### PROBLEM 1
Tally the lines in the rows below that contain the string "algae", counting case as significant, and reply with the number alone.

### DOCUMENT PASSAGE
>>
The Limits to Growth | 2018
Some pieces were also presented during ‘The Limits To Growth’ exhibition at the Centre for Innovation and Design (CID) Grand Hornu in Boussu, Belgium. The exhibition begins by presenting several critical works by artists who point out, often humorously, the failings of the dominant system to which they nevertheless belong. Six lines of reflection then propose alternatives for more sustainable design: deliberate simplicity, recycling, local production, low-tech, fighting against programmed obsolescence and the arrival of new economic models. Whilst no approach is perfect or satisfactory, each one has the merit of raising awareness and showing that it is possible to think about design in another way.

Bucardo & Moa Planters | 2019
A series of volumes pays homage to some extinct species due to human action. Ironically, we find ourselves living with these relics of which we have decided our destiny. A geometric block captures an anatomical detail that emerges in sharp contrast with the surface of the volume. Contemporary trophies that make us also reflect on our own fate.
<<
### PROBLEM 2
List each line of reflection that the exhibition text above proposes as an alternative for more sustainable design.

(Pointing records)
>>
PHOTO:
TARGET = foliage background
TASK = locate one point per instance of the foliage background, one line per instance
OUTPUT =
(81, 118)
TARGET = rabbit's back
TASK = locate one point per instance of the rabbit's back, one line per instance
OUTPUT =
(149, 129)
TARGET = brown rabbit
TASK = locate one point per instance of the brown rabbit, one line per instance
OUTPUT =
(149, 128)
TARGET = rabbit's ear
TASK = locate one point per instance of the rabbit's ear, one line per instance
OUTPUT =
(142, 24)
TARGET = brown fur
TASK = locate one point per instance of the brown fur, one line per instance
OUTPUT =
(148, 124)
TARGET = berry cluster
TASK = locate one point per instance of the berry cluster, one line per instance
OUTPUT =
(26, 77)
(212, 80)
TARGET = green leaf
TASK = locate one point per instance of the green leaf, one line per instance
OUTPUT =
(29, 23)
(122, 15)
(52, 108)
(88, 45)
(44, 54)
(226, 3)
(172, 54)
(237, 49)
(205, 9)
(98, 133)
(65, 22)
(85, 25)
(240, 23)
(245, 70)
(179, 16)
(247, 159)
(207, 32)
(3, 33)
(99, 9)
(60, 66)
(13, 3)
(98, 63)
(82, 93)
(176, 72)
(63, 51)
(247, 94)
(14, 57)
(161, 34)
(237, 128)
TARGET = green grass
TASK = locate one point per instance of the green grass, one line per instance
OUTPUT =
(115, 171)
<<
>>
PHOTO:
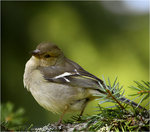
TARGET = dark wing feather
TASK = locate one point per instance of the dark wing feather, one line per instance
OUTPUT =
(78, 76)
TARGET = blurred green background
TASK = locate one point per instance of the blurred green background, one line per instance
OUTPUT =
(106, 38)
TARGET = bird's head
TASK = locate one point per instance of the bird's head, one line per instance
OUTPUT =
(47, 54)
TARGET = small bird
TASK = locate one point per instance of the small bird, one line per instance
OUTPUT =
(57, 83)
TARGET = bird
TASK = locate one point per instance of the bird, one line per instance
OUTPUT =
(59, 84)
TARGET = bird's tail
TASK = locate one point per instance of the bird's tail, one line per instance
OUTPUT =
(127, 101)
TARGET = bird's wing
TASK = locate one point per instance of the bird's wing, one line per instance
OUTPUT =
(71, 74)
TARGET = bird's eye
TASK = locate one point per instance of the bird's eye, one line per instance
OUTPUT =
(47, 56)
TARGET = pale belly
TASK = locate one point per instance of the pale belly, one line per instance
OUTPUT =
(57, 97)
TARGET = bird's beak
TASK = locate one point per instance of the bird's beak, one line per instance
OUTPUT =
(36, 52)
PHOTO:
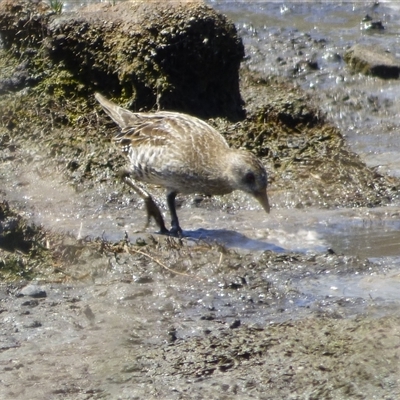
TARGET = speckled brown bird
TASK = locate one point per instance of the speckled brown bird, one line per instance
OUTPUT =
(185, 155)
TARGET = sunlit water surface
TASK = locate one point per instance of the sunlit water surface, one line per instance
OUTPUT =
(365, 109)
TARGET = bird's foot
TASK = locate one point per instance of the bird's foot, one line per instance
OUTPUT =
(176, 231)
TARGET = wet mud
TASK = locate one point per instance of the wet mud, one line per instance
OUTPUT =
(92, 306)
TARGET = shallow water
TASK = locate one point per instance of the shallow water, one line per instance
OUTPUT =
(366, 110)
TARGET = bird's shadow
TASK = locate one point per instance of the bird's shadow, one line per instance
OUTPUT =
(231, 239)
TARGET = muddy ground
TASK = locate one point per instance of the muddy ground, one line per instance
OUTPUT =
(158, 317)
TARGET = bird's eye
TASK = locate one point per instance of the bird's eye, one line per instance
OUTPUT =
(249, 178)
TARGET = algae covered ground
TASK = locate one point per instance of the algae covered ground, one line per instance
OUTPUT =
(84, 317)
<<
### RESULT 1
2

### RESULT 2
- deliberate simplicity
- recycling
- local production
- low-tech
- fighting against programmed obsolescence
- the arrival of new economic models